---- RECORDS PROVIDED
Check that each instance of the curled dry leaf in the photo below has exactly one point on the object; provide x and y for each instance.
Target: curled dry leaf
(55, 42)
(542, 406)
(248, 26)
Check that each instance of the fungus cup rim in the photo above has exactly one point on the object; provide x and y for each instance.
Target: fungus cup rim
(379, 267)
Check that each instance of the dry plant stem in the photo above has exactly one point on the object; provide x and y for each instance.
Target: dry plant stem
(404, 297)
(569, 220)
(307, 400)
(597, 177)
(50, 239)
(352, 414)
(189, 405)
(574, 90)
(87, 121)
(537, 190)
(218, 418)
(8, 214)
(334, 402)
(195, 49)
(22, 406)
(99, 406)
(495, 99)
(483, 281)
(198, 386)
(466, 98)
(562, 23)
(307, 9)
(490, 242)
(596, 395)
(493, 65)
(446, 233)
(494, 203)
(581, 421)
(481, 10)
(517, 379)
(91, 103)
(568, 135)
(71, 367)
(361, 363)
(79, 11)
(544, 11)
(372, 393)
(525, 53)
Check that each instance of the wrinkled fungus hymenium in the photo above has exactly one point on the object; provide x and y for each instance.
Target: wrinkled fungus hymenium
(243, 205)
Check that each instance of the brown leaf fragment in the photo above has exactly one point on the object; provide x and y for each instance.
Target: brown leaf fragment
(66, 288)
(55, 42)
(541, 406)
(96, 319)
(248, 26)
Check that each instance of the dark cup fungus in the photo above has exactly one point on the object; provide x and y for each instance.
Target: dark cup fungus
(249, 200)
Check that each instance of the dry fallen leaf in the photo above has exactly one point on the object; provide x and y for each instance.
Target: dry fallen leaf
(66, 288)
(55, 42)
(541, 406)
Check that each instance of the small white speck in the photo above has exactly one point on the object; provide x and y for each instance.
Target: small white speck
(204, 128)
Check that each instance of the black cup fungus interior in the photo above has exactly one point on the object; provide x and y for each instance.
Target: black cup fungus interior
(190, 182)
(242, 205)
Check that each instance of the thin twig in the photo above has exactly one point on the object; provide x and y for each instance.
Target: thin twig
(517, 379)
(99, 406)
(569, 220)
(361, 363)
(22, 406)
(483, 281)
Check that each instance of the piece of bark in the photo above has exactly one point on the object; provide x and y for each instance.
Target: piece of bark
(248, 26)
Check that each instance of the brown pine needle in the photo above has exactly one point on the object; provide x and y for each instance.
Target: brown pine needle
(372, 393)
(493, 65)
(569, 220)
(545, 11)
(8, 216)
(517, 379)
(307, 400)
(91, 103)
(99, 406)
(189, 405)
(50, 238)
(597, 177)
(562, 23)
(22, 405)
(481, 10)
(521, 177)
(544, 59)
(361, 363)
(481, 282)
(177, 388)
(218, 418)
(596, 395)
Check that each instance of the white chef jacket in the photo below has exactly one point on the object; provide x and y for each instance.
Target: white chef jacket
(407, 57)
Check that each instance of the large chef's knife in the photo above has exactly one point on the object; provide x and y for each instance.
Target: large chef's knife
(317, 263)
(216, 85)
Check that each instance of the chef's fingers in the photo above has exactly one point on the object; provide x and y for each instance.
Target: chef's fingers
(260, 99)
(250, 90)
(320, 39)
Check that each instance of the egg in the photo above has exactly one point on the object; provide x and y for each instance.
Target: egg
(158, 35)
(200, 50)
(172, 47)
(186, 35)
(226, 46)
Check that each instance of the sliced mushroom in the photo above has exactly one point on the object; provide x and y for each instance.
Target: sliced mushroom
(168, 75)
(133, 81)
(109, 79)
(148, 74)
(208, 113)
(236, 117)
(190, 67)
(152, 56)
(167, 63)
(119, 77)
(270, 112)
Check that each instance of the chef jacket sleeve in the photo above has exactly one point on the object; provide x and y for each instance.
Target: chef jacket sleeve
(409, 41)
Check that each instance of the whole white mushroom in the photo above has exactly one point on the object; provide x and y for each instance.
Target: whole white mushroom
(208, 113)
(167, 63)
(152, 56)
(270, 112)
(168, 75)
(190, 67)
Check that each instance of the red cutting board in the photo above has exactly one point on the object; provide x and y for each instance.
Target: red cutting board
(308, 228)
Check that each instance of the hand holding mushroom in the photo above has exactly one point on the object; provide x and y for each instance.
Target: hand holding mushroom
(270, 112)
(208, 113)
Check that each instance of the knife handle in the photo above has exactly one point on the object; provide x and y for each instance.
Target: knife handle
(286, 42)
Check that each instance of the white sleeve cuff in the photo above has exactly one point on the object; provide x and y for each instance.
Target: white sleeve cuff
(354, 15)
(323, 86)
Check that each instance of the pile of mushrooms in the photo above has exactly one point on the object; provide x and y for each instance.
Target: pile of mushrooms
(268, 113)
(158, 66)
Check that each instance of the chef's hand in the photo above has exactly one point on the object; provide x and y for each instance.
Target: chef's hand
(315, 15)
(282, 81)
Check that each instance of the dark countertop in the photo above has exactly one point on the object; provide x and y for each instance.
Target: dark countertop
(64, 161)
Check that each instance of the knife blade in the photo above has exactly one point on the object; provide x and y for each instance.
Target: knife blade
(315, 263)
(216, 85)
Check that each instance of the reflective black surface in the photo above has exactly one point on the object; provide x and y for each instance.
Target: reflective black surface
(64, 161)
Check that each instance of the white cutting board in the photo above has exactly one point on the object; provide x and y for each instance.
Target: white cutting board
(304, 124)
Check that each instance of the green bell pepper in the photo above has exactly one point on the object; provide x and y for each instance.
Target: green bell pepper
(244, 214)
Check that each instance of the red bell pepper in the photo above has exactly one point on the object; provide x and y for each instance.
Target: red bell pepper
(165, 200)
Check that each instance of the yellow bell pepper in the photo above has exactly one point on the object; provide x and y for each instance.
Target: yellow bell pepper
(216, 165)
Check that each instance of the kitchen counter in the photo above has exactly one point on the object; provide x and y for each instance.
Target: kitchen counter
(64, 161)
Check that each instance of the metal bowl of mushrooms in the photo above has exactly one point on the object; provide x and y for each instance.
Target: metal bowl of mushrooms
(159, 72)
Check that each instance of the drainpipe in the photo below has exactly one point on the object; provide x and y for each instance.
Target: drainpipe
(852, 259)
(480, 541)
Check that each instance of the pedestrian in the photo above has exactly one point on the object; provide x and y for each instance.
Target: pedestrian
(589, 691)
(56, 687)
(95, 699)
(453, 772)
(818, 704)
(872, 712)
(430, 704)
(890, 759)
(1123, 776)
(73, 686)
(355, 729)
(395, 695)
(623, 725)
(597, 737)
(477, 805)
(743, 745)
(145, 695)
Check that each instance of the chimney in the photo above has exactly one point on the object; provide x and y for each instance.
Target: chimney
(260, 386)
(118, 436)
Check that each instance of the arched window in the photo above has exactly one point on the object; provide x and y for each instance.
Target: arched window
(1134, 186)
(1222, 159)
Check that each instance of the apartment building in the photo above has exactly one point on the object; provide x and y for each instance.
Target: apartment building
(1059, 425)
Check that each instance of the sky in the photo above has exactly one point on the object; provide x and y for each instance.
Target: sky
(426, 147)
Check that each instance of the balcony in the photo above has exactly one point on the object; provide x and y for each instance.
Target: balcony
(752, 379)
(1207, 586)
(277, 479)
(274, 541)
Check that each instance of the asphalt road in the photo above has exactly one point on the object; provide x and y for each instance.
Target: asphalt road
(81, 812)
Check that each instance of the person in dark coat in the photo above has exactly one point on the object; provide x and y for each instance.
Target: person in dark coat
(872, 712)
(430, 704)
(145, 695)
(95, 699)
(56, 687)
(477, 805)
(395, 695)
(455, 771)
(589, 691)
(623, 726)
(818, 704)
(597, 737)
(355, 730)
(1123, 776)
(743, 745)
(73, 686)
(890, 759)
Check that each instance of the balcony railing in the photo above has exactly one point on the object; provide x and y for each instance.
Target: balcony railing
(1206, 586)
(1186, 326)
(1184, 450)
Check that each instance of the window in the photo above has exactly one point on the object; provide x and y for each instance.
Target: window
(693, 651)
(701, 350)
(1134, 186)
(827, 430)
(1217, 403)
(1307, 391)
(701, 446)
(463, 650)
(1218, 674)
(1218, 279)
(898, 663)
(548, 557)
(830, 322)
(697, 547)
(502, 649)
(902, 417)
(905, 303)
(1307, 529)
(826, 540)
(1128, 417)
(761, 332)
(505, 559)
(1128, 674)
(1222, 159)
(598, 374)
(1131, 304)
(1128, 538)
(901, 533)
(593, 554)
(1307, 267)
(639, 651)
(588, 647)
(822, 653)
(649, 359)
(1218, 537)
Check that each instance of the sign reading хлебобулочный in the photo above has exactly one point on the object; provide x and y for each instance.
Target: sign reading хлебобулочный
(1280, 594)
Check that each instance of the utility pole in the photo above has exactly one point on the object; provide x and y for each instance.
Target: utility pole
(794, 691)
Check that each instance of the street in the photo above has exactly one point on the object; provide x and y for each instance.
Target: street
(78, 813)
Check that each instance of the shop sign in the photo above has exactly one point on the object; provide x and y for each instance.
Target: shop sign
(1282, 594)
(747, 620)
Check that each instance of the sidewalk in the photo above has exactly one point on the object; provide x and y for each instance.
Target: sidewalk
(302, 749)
--------
**EXERCISE BRIEF**. Set down verbatim every line of the rows above, from the line containing "Check that each instance of the apartment" through the line containing "(1184, 450)", both lines included.

**EXPECTED OUTPUT**.
Check that each instance of the apartment building in the photo above has exactly one point on the object; provide x and y for each instance.
Target: apartment building
(1059, 425)
Check that each instance of the sky in the photo above has exactly one point on the object; provide x and y for each instance.
Target: sky
(426, 147)
Check that each instance of the balcony in the photo above has exactly one point on the object; provide x and y for each instance.
Target: balcony
(752, 379)
(1207, 586)
(277, 479)
(274, 541)
Check that each instance of the asphalt road in the photo above has exactly one point on the object; provide x and y for each instance.
Target: asphalt road
(81, 812)
Check that each instance of the person in dark coat in the photo above has exactly one point on the object; provide x and y for each instance.
Target: person in dark coat
(872, 712)
(430, 704)
(145, 695)
(95, 699)
(56, 687)
(477, 805)
(395, 695)
(455, 771)
(589, 691)
(623, 726)
(818, 704)
(597, 737)
(355, 730)
(1123, 776)
(743, 745)
(73, 686)
(890, 759)
Check that each instance of the balcony railing in the photo above has exactly one point on the object; provide x and y for each instance.
Target: balcony railing
(1206, 586)
(1186, 326)
(1184, 450)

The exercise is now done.